[START]

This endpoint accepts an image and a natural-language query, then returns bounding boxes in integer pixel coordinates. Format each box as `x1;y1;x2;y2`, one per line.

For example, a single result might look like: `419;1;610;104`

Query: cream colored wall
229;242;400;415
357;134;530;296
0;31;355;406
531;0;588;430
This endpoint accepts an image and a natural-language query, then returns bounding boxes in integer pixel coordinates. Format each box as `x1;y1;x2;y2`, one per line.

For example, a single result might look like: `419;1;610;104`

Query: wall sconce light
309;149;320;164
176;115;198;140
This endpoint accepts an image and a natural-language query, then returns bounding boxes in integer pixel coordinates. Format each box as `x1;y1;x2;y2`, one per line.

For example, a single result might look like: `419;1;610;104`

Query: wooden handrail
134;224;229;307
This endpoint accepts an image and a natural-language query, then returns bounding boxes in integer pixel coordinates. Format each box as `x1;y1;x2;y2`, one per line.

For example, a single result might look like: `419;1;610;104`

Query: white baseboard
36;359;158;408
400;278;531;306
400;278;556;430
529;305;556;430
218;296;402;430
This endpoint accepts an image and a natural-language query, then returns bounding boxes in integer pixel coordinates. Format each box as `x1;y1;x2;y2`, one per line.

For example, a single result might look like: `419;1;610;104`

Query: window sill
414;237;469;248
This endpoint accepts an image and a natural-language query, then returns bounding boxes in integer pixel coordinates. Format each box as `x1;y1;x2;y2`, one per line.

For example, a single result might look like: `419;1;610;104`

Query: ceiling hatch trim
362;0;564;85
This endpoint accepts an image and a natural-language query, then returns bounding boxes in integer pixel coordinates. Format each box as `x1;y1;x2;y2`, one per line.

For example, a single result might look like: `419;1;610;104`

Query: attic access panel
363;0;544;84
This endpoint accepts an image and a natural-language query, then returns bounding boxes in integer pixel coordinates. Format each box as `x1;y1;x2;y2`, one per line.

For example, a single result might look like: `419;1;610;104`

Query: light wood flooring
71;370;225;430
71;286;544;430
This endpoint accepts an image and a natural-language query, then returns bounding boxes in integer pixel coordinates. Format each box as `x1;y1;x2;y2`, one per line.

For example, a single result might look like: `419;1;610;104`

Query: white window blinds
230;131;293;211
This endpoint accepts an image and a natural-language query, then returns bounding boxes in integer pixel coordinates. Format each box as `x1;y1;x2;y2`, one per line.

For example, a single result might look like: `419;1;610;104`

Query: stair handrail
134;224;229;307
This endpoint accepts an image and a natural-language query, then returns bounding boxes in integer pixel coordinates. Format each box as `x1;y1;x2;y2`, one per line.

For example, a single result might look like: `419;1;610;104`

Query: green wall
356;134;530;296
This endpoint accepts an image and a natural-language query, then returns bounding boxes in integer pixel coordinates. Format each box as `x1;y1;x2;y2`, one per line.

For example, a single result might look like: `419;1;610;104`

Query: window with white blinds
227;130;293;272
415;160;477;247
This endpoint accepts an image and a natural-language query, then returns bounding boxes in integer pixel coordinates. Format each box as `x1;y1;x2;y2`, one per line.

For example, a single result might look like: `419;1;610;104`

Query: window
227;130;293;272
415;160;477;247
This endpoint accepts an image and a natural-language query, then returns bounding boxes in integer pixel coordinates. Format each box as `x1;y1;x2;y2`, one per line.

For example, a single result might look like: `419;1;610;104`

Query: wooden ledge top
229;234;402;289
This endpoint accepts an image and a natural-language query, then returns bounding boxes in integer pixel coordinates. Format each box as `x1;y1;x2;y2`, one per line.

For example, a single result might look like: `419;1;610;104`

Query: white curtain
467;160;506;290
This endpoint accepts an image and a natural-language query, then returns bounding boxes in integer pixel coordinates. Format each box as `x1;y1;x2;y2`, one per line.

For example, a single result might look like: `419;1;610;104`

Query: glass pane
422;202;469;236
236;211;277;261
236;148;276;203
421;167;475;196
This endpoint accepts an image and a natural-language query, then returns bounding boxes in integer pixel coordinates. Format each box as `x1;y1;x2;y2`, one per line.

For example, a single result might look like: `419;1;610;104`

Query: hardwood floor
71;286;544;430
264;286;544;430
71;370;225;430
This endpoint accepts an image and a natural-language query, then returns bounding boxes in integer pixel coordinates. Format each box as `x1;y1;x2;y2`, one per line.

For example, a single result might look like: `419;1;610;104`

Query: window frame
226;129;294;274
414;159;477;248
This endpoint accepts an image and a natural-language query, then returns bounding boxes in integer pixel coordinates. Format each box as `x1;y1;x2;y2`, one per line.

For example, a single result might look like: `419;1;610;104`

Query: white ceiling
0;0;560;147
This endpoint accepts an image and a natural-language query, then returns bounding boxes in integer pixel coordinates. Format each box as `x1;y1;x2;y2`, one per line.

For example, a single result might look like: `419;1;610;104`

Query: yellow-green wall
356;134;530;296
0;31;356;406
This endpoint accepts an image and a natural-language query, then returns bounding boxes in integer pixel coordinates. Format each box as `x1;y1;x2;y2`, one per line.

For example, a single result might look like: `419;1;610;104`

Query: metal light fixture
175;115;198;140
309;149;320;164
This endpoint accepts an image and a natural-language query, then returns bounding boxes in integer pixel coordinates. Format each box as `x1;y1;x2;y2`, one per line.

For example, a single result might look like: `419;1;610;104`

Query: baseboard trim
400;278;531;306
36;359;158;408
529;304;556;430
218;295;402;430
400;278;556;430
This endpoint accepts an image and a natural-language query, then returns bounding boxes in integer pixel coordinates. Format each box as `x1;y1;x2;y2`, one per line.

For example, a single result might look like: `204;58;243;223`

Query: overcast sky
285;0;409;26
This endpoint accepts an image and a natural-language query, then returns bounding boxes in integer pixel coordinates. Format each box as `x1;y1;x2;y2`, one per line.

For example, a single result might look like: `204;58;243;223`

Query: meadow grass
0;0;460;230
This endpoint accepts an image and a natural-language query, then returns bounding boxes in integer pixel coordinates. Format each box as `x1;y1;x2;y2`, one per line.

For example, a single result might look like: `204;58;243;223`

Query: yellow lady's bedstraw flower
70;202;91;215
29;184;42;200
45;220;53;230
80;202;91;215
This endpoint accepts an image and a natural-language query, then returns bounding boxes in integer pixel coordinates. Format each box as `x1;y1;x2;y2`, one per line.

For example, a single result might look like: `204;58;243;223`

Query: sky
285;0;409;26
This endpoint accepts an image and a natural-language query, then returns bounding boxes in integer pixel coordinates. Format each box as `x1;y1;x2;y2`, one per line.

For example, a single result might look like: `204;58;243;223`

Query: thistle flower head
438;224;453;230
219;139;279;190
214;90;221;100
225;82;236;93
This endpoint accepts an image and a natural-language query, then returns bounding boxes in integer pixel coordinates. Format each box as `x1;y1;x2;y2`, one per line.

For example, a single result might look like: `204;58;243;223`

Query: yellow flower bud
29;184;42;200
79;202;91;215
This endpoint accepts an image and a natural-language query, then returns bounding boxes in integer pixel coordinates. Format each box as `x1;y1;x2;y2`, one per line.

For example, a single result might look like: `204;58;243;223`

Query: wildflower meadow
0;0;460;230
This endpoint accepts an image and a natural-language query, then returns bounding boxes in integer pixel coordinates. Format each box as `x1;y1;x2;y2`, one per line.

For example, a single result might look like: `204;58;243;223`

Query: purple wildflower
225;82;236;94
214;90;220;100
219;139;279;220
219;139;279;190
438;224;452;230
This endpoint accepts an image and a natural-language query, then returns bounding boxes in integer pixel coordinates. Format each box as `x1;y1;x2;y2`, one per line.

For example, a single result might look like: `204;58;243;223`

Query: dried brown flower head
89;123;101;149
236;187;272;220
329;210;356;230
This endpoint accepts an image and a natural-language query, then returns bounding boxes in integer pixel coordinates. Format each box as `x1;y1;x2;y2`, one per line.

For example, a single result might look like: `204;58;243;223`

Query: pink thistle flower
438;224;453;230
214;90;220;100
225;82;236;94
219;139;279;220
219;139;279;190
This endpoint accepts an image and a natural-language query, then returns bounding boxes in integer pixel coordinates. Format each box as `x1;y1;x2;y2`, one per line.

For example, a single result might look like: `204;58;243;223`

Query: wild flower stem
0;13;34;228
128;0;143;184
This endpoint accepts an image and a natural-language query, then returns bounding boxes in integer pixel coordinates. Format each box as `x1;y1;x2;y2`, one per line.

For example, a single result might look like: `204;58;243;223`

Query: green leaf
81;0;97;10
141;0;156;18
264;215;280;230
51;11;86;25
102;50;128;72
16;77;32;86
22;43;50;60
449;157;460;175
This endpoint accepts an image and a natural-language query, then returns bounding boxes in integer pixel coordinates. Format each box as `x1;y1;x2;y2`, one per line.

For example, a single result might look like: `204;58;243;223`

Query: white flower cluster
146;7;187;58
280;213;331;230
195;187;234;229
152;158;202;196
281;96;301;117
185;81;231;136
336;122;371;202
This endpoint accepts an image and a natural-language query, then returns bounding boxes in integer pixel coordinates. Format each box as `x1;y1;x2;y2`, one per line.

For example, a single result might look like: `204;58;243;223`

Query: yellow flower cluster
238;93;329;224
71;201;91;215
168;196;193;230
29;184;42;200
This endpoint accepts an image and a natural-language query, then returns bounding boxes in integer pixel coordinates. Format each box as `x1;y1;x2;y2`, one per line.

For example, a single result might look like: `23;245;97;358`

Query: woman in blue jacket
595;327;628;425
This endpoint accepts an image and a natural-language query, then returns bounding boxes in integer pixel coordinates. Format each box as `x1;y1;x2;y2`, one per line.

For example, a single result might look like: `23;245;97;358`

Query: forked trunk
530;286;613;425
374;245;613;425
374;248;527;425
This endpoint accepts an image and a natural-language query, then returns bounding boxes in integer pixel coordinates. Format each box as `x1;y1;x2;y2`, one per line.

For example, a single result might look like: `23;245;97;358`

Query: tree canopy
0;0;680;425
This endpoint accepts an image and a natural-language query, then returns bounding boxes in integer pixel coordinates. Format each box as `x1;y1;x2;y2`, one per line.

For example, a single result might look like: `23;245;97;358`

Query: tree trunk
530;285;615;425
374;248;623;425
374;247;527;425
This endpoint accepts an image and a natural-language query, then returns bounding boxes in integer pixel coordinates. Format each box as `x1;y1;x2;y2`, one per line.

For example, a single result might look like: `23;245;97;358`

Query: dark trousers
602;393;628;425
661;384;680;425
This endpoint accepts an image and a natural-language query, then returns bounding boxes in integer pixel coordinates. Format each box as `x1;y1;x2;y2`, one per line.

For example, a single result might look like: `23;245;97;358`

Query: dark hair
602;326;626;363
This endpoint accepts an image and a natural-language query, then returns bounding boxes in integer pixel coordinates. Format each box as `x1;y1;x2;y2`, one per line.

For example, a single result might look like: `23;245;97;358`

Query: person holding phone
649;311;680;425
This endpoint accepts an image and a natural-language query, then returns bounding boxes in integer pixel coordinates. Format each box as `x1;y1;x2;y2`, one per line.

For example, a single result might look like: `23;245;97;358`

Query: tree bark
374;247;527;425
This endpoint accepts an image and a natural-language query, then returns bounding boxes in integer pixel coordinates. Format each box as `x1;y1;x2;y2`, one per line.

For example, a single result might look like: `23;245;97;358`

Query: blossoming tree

[END]

**Your goal**
Rewrite the entries from the first line through the line containing "218;296;402;430", replacing "wooden handrail" with "stair railing" and leaving everything else the same.

**Solution to this problem**
This endpoint accepts an image and a natural-language query, then returns bounding boxes in integer pixel coordinates. Format each box as `x1;y1;x2;y2`, one per line.

For example, a single result might look like: `419;1;610;104`

Query: cream colored wall
229;242;400;415
357;134;530;296
0;31;355;406
531;0;588;430
This endpoint accepts an image and a natural-language query, then returns bounding boxes in integer pixel coordinates. Format each box as `x1;y1;x2;y2`, one per line.

For example, a single result might look like: `419;1;610;104`

Query: wall sconce light
309;149;320;164
176;115;198;140
This endpoint accepts an image and a natural-language query, then returns bounding boxes in integer pixel coordinates. Format each box as `x1;y1;x2;y2`, one per line.

For example, a single result might look like: `419;1;610;104`

Query: stair railing
134;224;229;307
This endpoint accepts an image and a natural-language query, then returns bounding boxes in integer pixel coordinates. Format each box as `x1;y1;x2;y2`, one per line.

For example, a single result might look like: `419;1;610;104`

Query: white baseboard
36;359;158;408
400;278;531;306
400;278;556;430
529;305;556;430
218;296;402;430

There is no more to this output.